### Document excerpt
[Begin]
People are high-risk positions, they get paid more. There's something called hazard pay.

ROGERS: I understand.

(CROSSTALK)

UNIDENTIFIED FEMALE: And that's a thing that exists.

ROGERS: If you were to go to 7-Eleven and ask the man what he gets paid for the night shift, my guess is less than $15 an hour.

UNIDENTIFIED FEMALE: I'm only actually making $13 an hour. I need to buy my salary with all of these hours and stuff. When the bud tenders are making $1 less than me but they are also netting, you know, server's tips every day, it's hard, you know, to be managing people that are making $5 to $10 more an hour than you.

ROGERS: Sure. I understand your frustrations with the more hours we ask you work the lower dollar rate we get, but right now, it's as busy as we'll probably ever going to be and it's chaotic and will require as many hours as we'll ever require. Those things I think are going to balance out a lot. And when you look at the future for these people, their resumes will say bud tenders, whereas managers, you put to put manager and management.

UNIDENTIFIED FEMALE: Brian and Caitlin have definitely already started to change.

ROGERS: It's also supply and demand. There are a lot of managers that are willing to work in this industry for that pay. Paying you more doesn't make you safer. It just makes you stay in that position, right?

UNIDENTIFIED FEMALE: If I get a gun pointed at my head, regardless of if I end up getting shot in the head, I still have to deal with the fact that I got a gun pointed at my head. That's traumatic.

ROGERS: So if I'm hearing you correctly, you'd be willing to get robbed for more money, is that -- is that right?

UNIDENTIFIED FEMALE: You gave me $100,000 a year, I'd be willing to get robbed, yeah, absolutely.

ROGERS: Other people would be willing to get robbed for $35,000. People have different expectations for different pay.

MCGUIRE: Unfortunately, when it comes down to it, I don't think we'll ever be able to justify $100,000 a year, sorry.

[23:50:15] UNIDENTIFIED FEMALE: That's an exaggeration.

(CROSSTALK)

MCGUIRE: Managers or assistant managers.

UNIDENTIFIED FEMALE: If what you want to talk about does money -- does money factor into that? Yes.
[End]
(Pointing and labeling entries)
[Begin]
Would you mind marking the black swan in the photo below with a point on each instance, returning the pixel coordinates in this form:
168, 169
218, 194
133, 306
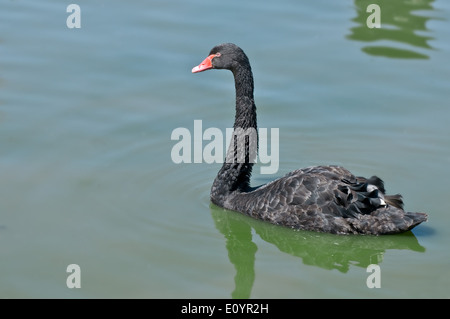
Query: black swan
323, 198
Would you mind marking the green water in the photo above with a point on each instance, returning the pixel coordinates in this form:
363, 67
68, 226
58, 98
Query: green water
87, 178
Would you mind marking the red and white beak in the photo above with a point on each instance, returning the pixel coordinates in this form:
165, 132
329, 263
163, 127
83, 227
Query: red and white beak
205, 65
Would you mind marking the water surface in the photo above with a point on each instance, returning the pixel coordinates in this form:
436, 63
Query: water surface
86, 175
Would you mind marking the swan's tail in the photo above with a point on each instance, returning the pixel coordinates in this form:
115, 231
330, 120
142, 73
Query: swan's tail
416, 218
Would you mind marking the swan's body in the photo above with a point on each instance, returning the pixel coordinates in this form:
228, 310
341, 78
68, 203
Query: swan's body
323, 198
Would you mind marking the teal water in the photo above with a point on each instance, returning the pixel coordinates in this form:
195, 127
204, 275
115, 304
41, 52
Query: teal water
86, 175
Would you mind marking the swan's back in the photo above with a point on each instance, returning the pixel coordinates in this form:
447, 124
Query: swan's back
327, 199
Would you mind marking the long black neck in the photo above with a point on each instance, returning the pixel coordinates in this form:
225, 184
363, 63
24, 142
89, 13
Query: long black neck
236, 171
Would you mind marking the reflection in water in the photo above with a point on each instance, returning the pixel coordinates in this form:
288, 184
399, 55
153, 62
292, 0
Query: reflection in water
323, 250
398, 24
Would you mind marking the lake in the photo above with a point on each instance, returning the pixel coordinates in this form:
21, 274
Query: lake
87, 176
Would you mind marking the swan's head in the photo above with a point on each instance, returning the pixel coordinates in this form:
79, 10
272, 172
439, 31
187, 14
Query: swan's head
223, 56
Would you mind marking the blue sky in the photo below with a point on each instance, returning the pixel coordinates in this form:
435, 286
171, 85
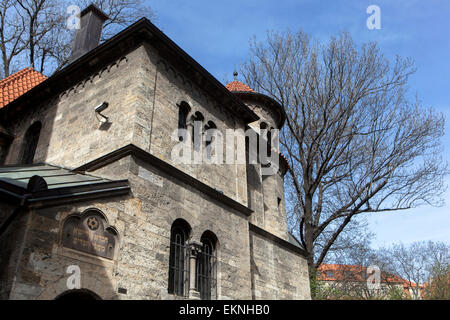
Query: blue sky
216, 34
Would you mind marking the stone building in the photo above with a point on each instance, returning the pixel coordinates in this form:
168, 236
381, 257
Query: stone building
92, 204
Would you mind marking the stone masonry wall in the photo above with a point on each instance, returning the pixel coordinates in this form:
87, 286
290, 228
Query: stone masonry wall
[End]
[Begin]
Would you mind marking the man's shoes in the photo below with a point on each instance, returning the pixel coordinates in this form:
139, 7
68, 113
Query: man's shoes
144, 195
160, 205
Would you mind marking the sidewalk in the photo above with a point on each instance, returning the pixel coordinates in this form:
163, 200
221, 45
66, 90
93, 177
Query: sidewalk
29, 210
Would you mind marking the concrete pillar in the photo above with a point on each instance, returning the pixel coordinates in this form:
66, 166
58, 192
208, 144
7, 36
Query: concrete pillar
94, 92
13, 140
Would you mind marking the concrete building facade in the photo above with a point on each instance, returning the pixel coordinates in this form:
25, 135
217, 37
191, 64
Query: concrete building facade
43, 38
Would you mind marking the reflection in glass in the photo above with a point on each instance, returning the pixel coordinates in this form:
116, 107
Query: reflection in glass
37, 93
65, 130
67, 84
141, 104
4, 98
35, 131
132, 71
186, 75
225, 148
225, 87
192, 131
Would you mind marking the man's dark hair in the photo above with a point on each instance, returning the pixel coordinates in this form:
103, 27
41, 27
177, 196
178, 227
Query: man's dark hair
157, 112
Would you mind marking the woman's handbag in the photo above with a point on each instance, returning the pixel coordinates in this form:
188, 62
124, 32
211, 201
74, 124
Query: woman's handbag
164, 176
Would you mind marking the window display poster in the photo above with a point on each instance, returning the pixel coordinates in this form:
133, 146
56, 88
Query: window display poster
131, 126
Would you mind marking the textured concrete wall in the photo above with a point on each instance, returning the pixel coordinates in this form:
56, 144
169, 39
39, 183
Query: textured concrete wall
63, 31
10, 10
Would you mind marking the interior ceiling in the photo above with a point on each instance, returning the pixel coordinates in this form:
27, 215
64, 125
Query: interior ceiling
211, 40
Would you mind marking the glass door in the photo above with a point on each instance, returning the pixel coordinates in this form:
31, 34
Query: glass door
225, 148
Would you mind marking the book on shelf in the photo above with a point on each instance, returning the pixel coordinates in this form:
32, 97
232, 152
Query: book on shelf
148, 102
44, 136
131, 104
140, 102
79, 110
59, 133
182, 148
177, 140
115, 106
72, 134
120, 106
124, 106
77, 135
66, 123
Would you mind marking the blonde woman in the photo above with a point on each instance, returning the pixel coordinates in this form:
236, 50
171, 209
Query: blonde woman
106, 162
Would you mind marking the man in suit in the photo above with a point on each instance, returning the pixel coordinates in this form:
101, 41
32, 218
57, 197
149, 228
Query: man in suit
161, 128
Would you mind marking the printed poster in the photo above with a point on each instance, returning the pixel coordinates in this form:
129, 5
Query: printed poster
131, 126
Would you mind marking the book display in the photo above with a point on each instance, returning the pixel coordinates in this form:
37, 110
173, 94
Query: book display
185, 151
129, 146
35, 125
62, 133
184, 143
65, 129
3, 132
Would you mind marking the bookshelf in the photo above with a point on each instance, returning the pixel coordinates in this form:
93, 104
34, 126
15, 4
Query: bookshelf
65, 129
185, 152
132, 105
[End]
### Exercise task 1
List each distinct speaker label used in the transcript about manager pay.
### Exercise task 2
Pick up the transcript about manager pay after its final line and write the next few exchanges.

### Task response 1
ROGERS
UNIDENTIFIED FEMALE
MCGUIRE

### Task response 2
How aim supposed to be happy with $13 an hour when I watch them bring in 100 grand in three days.

ROGERS: You want more pay for that risk and maybe that's where we'll differ because other people would take that risk for the same pay. I mean, other than that, I thought you were happy, so, all of a sudden, hear the 48 to 54 hours a week and $35,000 is not enough when you worked so well for $11.50 an hour all last year. I know you could do whatever homework and the work was slow and the risk was smaller. I feel like it's a giant jump. I don't know. You might personally think you need more pay for your position, and we just might disagree.

(COMMERCIAL BREAK)

[23:54:53] UNIDENTIFIED MALE: I've been here nine years, since 2005. Lived in several towns across the country, never lived in a town that's been so generous in terms of what it does for not only the people but the workforce as well as a lot of the not-for-profit organizations in the community. It's really a giving, giving community. Everybody is on the town council in order to make the community even better. Nobody is out to obviously damage the brand or the image. They want to be part of making Breck an even a better community than it already is. That's one of the things that I like about Breckenridge is that everybody is trying to make it even better.

Now, with that as different issues come up, everybody has their own internal compass, and, you know, whether it's folks that supported them in election or just their own internal compasses they will see issues a particular way.

ROGERS: In September of 2013 we thought council would be reasonable but ended up being 5-1 against us.

JOHN WARNER, MAYOR OF BRECKENRIDGE: We voted to mandate that the retail sale of marijuana would be prohibited in the downtown core of Breckenridge.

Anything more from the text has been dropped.